> STATED GOAL: Reproduce without alteration everything in the records from the line containing "Would you be able to indicate the person's" down to the line containing "column 1179, row 135", including both of those lines, and nothing else.

> RAW RECORDS:
---
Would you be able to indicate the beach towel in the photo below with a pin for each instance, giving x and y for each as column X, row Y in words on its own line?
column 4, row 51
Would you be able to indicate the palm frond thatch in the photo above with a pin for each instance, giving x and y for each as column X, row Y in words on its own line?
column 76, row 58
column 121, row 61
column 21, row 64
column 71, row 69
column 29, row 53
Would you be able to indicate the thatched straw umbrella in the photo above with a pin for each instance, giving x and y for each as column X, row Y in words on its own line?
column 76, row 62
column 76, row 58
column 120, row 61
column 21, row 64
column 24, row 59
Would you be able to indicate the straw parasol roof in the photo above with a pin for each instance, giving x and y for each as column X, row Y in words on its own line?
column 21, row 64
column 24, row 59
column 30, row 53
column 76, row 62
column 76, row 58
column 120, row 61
---
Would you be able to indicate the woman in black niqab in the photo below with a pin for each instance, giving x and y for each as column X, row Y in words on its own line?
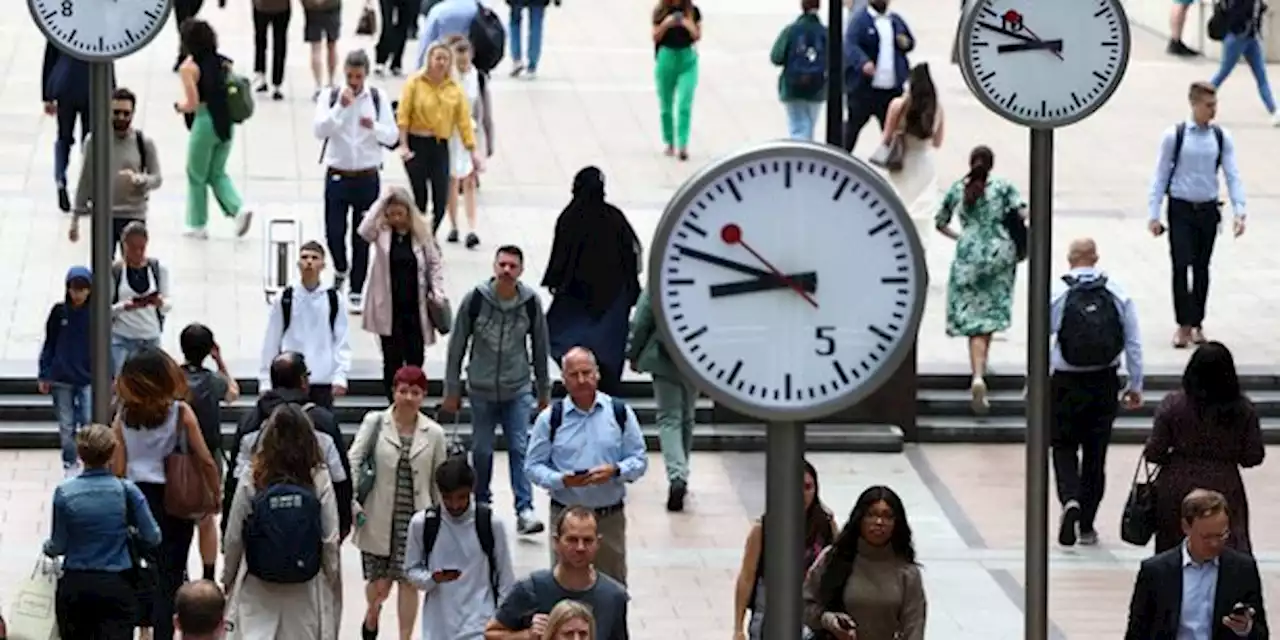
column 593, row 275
---
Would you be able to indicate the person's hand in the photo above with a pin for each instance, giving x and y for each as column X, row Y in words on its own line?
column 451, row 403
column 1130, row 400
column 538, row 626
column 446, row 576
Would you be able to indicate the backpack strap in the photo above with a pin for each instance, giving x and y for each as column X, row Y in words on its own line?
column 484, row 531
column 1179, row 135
---
> SOLUTION TO THIS TASK:
Would you be able to indicate the person's hand in the photo above with a pin for each instance, giving x and y for each as column X, row Y in words on its own line?
column 451, row 403
column 1130, row 400
column 538, row 626
column 446, row 576
Would you be able to indicate the backpack strap in the photo above with a pin for each instance, giving x and y for each as column X, row Y in words on its own line?
column 484, row 531
column 1179, row 135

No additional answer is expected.